* **INPUT**:
━━━━━━━━━━

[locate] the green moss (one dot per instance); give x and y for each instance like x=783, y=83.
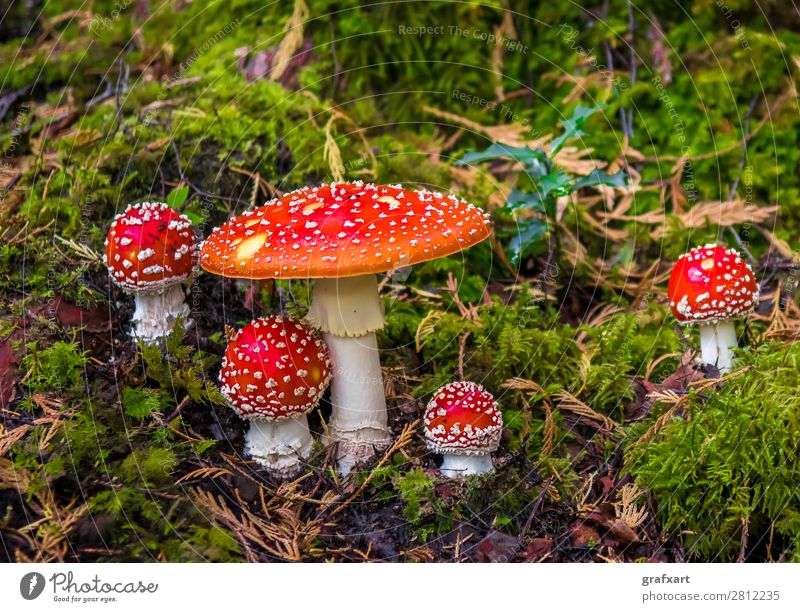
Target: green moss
x=733, y=457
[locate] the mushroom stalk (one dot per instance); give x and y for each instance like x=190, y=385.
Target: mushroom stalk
x=454, y=465
x=348, y=311
x=157, y=311
x=716, y=342
x=279, y=446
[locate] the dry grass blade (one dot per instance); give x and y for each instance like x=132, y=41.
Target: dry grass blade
x=626, y=508
x=208, y=472
x=8, y=438
x=567, y=401
x=291, y=42
x=426, y=327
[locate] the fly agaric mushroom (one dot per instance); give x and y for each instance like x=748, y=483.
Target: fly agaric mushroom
x=274, y=373
x=342, y=235
x=462, y=423
x=711, y=286
x=151, y=251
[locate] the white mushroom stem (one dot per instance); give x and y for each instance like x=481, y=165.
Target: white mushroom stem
x=279, y=446
x=348, y=311
x=157, y=311
x=716, y=342
x=456, y=465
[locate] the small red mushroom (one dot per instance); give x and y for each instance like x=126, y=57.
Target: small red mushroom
x=343, y=234
x=274, y=372
x=462, y=423
x=151, y=252
x=711, y=286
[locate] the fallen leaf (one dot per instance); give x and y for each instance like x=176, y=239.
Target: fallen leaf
x=622, y=531
x=497, y=547
x=538, y=548
x=93, y=319
x=584, y=535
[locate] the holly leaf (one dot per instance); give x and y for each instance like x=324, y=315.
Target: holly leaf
x=528, y=240
x=522, y=199
x=177, y=197
x=498, y=149
x=600, y=177
x=573, y=127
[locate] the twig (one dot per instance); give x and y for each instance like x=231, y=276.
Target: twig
x=7, y=100
x=462, y=346
x=122, y=84
x=179, y=408
x=535, y=510
x=631, y=30
x=182, y=174
x=735, y=185
x=745, y=538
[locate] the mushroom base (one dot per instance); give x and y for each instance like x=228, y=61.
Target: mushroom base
x=359, y=423
x=455, y=466
x=716, y=342
x=157, y=311
x=279, y=446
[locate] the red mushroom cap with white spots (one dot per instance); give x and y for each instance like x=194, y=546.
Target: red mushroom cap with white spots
x=342, y=229
x=711, y=283
x=149, y=246
x=462, y=417
x=274, y=368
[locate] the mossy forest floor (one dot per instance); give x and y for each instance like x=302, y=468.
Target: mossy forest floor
x=616, y=447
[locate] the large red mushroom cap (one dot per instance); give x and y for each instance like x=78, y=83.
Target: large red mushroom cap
x=150, y=246
x=462, y=417
x=711, y=283
x=274, y=368
x=342, y=229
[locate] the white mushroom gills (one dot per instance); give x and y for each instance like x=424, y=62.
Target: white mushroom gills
x=716, y=343
x=348, y=311
x=455, y=465
x=280, y=446
x=157, y=311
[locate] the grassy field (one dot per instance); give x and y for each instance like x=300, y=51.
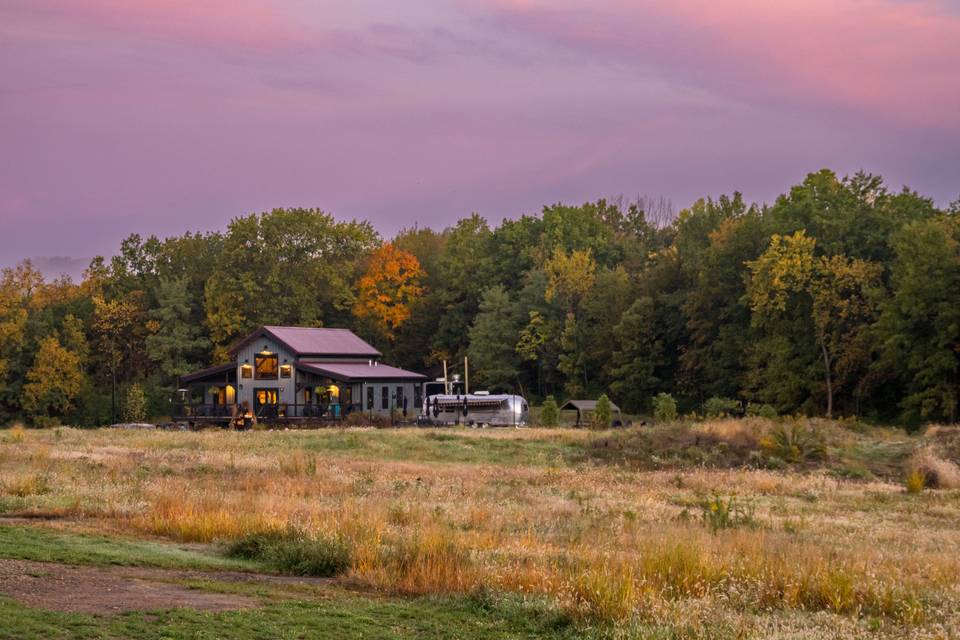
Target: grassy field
x=723, y=529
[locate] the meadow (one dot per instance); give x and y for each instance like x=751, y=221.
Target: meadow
x=717, y=529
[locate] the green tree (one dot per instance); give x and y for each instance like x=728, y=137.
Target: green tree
x=53, y=383
x=286, y=267
x=493, y=360
x=135, y=405
x=640, y=361
x=603, y=413
x=461, y=278
x=664, y=407
x=920, y=322
x=842, y=296
x=549, y=413
x=176, y=343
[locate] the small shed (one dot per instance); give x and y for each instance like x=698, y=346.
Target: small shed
x=587, y=407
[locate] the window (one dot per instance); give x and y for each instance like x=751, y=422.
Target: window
x=265, y=365
x=266, y=396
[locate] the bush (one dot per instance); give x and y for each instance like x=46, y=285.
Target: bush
x=603, y=414
x=294, y=552
x=664, y=407
x=728, y=514
x=915, y=481
x=794, y=443
x=717, y=407
x=762, y=411
x=550, y=412
x=937, y=473
x=17, y=433
x=135, y=407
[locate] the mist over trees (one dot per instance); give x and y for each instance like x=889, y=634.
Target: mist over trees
x=841, y=298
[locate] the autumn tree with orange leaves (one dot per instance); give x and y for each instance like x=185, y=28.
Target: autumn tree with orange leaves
x=387, y=289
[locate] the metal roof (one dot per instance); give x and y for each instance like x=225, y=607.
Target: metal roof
x=315, y=341
x=585, y=405
x=215, y=374
x=350, y=371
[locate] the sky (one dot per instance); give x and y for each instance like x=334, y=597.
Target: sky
x=163, y=116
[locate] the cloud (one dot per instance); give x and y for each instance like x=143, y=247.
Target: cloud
x=896, y=60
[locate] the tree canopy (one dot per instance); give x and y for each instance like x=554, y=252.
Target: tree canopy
x=841, y=298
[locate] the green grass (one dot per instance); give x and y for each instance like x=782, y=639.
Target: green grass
x=340, y=616
x=34, y=543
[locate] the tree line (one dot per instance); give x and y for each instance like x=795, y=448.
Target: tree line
x=842, y=298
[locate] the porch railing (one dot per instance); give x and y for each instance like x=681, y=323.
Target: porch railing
x=205, y=411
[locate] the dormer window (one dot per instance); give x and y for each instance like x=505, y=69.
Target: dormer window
x=266, y=366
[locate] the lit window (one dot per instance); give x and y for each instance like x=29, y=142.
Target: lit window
x=266, y=365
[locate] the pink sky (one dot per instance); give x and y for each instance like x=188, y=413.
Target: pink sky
x=160, y=116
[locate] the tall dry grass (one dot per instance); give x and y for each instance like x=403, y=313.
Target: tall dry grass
x=604, y=543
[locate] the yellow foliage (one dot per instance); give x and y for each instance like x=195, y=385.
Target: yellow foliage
x=388, y=287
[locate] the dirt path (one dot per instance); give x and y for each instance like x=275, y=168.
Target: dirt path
x=106, y=590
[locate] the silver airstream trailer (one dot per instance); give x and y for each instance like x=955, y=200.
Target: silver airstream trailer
x=476, y=409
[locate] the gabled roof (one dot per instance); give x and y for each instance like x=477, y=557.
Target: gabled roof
x=314, y=341
x=584, y=405
x=355, y=371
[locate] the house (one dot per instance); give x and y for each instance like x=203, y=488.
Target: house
x=300, y=373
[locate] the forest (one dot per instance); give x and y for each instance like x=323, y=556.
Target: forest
x=841, y=298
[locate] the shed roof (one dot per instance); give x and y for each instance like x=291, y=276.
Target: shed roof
x=314, y=341
x=585, y=405
x=355, y=371
x=211, y=374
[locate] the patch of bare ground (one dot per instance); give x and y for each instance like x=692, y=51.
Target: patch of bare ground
x=110, y=590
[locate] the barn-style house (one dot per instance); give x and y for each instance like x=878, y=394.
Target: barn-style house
x=299, y=373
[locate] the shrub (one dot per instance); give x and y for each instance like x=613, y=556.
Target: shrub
x=717, y=407
x=294, y=552
x=664, y=407
x=728, y=514
x=549, y=413
x=937, y=473
x=762, y=411
x=135, y=407
x=794, y=443
x=17, y=433
x=603, y=414
x=915, y=481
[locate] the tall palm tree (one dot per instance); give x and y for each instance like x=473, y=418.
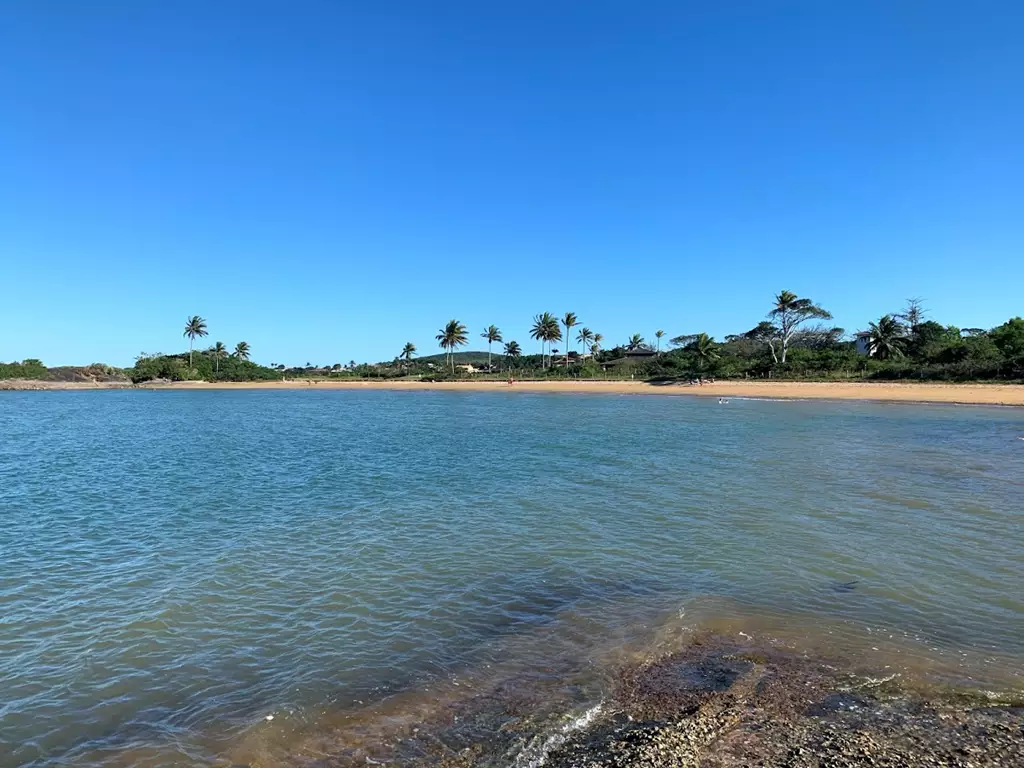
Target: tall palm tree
x=887, y=339
x=585, y=337
x=452, y=337
x=704, y=348
x=195, y=329
x=568, y=321
x=788, y=314
x=217, y=351
x=545, y=330
x=492, y=334
x=512, y=349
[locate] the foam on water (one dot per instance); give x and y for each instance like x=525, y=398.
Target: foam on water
x=178, y=565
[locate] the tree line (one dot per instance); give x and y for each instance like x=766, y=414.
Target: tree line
x=794, y=341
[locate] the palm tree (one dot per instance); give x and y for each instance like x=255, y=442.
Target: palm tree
x=913, y=313
x=788, y=314
x=545, y=330
x=704, y=348
x=585, y=337
x=195, y=328
x=568, y=321
x=217, y=351
x=492, y=334
x=887, y=339
x=451, y=337
x=512, y=349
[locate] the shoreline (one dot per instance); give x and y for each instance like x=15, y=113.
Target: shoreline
x=962, y=394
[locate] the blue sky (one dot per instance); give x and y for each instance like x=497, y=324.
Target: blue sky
x=328, y=180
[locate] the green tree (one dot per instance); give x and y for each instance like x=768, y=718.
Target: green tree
x=492, y=334
x=913, y=314
x=887, y=338
x=451, y=337
x=569, y=321
x=704, y=349
x=585, y=337
x=512, y=350
x=217, y=351
x=195, y=329
x=546, y=331
x=788, y=313
x=1009, y=338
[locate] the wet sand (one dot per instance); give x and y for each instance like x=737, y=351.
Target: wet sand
x=730, y=691
x=978, y=394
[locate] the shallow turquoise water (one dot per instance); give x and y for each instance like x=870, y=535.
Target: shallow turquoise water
x=175, y=565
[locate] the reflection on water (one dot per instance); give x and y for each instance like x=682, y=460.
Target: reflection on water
x=363, y=567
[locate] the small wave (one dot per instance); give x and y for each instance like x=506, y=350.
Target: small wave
x=536, y=754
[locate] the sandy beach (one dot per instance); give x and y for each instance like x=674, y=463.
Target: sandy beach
x=975, y=394
x=980, y=394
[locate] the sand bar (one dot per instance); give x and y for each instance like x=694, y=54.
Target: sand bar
x=981, y=394
x=976, y=394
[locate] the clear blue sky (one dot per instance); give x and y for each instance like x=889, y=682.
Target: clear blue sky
x=328, y=180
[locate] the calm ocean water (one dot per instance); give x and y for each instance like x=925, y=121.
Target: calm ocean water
x=176, y=567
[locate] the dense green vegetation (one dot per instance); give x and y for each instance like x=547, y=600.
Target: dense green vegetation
x=794, y=342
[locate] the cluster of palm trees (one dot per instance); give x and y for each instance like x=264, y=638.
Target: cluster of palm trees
x=196, y=329
x=888, y=339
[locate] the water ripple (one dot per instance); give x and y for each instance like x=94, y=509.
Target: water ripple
x=176, y=565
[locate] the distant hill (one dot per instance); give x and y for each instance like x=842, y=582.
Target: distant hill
x=460, y=357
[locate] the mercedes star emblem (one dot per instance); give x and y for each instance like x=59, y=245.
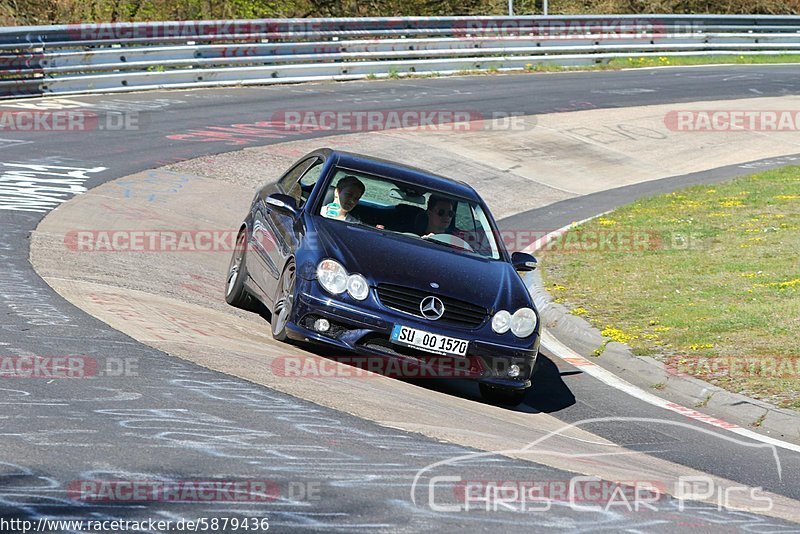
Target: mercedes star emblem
x=432, y=308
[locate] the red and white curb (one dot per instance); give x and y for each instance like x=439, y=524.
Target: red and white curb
x=563, y=352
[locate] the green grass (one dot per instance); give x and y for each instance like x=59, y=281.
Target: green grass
x=707, y=279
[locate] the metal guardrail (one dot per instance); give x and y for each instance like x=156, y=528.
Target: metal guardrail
x=85, y=58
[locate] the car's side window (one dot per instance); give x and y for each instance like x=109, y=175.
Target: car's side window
x=309, y=180
x=290, y=178
x=301, y=189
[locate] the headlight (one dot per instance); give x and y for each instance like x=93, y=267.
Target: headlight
x=357, y=286
x=523, y=322
x=501, y=322
x=332, y=276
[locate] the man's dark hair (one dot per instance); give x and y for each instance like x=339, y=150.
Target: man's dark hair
x=350, y=180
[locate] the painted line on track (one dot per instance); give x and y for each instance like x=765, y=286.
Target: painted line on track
x=566, y=354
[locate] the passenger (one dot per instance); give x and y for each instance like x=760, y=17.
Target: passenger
x=345, y=198
x=440, y=215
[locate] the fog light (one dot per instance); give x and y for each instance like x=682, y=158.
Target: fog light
x=322, y=325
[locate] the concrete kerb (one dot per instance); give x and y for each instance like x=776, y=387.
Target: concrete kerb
x=651, y=374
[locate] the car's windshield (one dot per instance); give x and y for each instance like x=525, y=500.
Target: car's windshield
x=411, y=210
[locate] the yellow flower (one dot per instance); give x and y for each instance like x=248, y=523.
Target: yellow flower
x=617, y=335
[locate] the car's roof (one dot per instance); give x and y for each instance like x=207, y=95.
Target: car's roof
x=405, y=173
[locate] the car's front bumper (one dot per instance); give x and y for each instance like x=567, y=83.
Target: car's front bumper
x=367, y=332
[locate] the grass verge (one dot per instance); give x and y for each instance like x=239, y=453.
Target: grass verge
x=706, y=279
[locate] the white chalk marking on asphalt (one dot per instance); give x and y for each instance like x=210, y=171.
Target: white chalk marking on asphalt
x=605, y=376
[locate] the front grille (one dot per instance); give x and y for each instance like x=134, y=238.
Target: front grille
x=456, y=312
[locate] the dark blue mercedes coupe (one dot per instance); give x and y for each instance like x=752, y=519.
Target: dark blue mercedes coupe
x=391, y=262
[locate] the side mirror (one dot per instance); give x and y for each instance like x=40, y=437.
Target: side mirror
x=283, y=203
x=523, y=261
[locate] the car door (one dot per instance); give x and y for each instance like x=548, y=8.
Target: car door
x=285, y=228
x=263, y=239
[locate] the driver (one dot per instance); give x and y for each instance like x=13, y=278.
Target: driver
x=346, y=196
x=440, y=215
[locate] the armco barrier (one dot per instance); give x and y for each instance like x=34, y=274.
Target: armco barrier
x=85, y=58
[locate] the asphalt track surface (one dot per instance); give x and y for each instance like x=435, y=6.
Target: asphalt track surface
x=177, y=421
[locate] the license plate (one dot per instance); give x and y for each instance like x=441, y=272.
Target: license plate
x=427, y=341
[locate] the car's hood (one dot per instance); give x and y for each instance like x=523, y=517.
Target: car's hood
x=385, y=258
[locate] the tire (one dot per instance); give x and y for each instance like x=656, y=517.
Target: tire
x=235, y=293
x=504, y=397
x=284, y=302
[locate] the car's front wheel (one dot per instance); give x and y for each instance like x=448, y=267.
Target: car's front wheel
x=504, y=397
x=235, y=293
x=284, y=302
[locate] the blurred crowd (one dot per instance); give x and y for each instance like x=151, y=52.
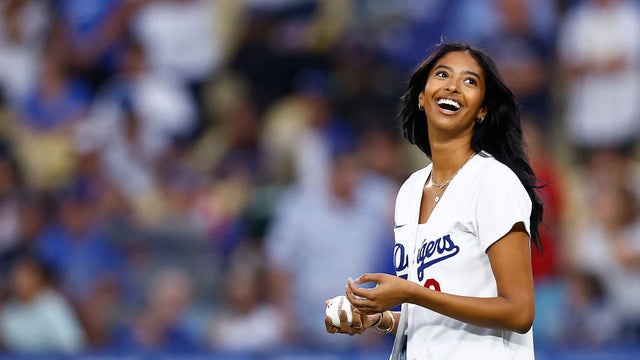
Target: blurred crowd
x=188, y=176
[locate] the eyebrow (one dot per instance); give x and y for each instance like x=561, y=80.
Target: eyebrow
x=466, y=72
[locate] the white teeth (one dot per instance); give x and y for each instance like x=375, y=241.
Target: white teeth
x=449, y=102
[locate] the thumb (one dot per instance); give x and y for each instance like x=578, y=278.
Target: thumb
x=365, y=278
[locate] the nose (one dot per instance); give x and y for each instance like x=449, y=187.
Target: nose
x=451, y=86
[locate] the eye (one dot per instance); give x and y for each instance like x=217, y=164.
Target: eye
x=471, y=81
x=442, y=74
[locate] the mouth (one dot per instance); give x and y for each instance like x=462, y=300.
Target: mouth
x=448, y=105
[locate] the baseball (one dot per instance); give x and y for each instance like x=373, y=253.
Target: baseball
x=333, y=309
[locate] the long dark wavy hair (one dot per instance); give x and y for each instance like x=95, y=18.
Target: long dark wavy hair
x=500, y=134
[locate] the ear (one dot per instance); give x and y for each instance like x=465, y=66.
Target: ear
x=483, y=112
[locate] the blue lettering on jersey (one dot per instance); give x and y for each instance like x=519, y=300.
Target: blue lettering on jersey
x=440, y=249
x=401, y=261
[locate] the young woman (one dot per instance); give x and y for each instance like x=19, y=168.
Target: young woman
x=463, y=224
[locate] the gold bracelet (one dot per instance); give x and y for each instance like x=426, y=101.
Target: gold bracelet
x=377, y=324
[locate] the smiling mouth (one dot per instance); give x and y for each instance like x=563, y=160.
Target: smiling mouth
x=448, y=104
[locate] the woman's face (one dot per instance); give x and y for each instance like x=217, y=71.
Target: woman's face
x=453, y=94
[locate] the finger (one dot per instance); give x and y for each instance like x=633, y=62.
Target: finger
x=358, y=292
x=344, y=322
x=329, y=326
x=356, y=324
x=365, y=278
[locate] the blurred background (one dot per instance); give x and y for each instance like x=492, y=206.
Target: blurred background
x=193, y=178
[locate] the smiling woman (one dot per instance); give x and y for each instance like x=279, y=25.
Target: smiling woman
x=464, y=223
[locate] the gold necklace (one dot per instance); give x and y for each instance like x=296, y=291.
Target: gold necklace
x=443, y=185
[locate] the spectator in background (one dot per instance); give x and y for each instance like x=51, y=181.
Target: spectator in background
x=23, y=28
x=36, y=318
x=10, y=201
x=45, y=119
x=608, y=246
x=245, y=310
x=587, y=317
x=160, y=327
x=182, y=41
x=92, y=33
x=600, y=57
x=92, y=272
x=523, y=58
x=135, y=120
x=311, y=233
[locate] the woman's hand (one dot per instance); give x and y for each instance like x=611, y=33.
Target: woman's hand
x=360, y=322
x=389, y=292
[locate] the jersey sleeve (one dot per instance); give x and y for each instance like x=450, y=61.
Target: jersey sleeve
x=502, y=202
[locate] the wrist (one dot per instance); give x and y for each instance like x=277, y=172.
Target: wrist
x=382, y=326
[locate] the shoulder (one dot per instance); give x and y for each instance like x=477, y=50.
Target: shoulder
x=493, y=171
x=416, y=176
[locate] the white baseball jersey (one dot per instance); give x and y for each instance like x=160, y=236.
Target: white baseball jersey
x=448, y=253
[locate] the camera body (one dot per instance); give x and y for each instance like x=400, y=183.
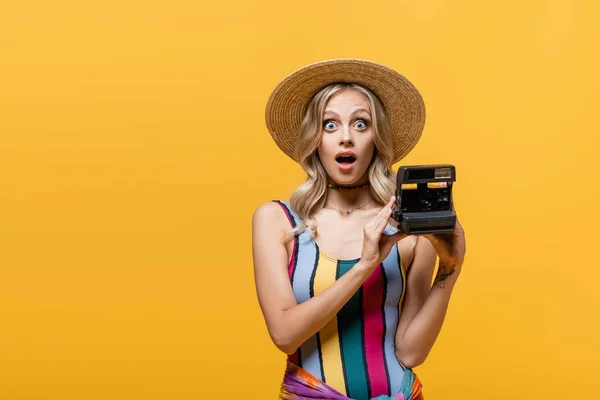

━━━━━━━━━━

* **REQUIRED WORK**:
Echo the items above word for word, starting with the line that contains "[locate] the red and" and ending after the line that contains "x=332, y=276".

* **EXPECTED ANSWER**:
[locate] the red and white curb (one dot per instance); give x and y for each instance like x=439, y=524.
Target: red and white curb
x=563, y=352
[locate] the green grass (one dot per instance); give x and y for each instance like x=59, y=281.
Target: green grass
x=707, y=279
[locate] the metal guardrail (one dot per instance); give x and y for each instance like x=156, y=528.
Target: metal guardrail
x=85, y=58
[locate] the car's side window (one dot per instance); give x and y for each instance like x=109, y=175.
Target: car's side window
x=309, y=180
x=290, y=178
x=301, y=189
[locate] the headlight (one dot per instance); give x and y for each instance like x=93, y=267.
Target: headlight
x=357, y=286
x=523, y=322
x=501, y=322
x=332, y=276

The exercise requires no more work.